* DIRECTIVE *
Please find each line in the records below that contains the word "large" and copy those lines out.

* THE RECORDS *
----

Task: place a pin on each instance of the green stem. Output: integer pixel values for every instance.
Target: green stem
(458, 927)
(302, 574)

----

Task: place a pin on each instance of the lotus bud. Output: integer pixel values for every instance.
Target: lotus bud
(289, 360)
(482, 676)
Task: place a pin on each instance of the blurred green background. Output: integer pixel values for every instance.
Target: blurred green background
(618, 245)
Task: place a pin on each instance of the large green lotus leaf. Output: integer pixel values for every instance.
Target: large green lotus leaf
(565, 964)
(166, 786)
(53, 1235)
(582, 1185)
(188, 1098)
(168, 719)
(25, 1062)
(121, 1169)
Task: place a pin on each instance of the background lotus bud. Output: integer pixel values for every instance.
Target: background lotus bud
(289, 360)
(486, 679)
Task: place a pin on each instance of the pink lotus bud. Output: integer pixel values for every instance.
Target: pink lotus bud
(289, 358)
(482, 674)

----

* RESULT FOR THIS EXERCISE *
Task: place a pin on each instance of the large green lotus leaf. Output: integer pixel values for every instance.
Target: large green lotus leaf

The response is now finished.